= What is asked =
Begin at the line that contains "to the concrete" and stop after the last line of the records. Copy those lines out again with "planter box" renamed to "flower box" and everything else left unchanged.

"""

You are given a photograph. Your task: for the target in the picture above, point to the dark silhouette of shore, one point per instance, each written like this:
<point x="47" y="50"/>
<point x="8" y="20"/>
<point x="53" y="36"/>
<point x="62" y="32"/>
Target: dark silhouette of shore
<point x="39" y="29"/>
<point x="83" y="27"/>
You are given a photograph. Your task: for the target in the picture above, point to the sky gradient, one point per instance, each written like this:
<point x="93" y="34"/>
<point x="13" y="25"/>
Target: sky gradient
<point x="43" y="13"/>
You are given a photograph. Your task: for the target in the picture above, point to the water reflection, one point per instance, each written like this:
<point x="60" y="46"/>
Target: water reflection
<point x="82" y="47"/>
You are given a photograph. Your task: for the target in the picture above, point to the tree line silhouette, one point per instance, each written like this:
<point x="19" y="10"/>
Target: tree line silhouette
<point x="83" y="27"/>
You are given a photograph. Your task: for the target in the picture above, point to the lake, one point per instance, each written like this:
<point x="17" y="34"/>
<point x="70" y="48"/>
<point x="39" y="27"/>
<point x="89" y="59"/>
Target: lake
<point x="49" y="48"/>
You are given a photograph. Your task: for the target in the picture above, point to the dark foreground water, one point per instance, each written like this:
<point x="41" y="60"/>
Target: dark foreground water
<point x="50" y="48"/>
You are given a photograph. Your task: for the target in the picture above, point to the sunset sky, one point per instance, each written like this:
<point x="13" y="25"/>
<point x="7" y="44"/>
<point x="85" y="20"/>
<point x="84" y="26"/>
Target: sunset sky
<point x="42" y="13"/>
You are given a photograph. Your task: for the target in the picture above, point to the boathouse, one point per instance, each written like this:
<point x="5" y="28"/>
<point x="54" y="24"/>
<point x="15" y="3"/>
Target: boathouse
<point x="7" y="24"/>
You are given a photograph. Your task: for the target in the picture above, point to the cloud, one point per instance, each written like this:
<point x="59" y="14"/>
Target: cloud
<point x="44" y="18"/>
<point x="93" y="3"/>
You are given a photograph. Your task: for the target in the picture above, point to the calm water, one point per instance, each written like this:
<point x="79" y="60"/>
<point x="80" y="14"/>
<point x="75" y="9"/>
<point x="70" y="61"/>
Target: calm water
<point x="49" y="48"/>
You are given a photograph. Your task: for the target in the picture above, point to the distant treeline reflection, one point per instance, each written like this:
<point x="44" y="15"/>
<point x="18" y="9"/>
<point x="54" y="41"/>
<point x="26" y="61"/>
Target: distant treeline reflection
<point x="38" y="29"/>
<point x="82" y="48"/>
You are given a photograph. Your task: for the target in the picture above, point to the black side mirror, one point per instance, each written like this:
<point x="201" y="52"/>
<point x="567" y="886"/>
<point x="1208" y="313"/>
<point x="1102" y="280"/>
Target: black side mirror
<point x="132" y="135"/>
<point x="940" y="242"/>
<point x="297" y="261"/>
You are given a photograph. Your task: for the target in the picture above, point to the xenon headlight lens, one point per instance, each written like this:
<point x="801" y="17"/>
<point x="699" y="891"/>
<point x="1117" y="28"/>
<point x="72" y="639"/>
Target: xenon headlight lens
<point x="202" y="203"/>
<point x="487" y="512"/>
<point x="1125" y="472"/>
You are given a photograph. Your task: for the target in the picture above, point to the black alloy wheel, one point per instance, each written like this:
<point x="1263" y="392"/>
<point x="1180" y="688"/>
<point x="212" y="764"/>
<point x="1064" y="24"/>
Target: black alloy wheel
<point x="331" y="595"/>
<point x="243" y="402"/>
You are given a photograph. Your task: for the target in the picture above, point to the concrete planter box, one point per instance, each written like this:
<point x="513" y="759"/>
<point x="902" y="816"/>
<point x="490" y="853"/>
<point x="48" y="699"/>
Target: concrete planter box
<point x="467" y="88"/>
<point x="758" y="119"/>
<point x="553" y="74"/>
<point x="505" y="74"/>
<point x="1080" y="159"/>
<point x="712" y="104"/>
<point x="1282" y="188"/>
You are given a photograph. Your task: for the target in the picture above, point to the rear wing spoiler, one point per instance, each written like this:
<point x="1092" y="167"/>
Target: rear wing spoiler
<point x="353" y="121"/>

"""

= Full output =
You are given a photograph. Your task: for the target in the picture above, point to the concrete flower box, one point per instance, each written like this:
<point x="513" y="759"/>
<point x="902" y="816"/>
<point x="490" y="853"/>
<point x="48" y="699"/>
Target: concrete flower box
<point x="467" y="88"/>
<point x="758" y="119"/>
<point x="553" y="74"/>
<point x="505" y="74"/>
<point x="1080" y="159"/>
<point x="712" y="104"/>
<point x="1282" y="188"/>
You are given a photograph. Your task: for the target in the picture above, point to the rear wing spoiler, one point per instance, each written like this:
<point x="1092" y="167"/>
Target: rear wing spoiler
<point x="353" y="121"/>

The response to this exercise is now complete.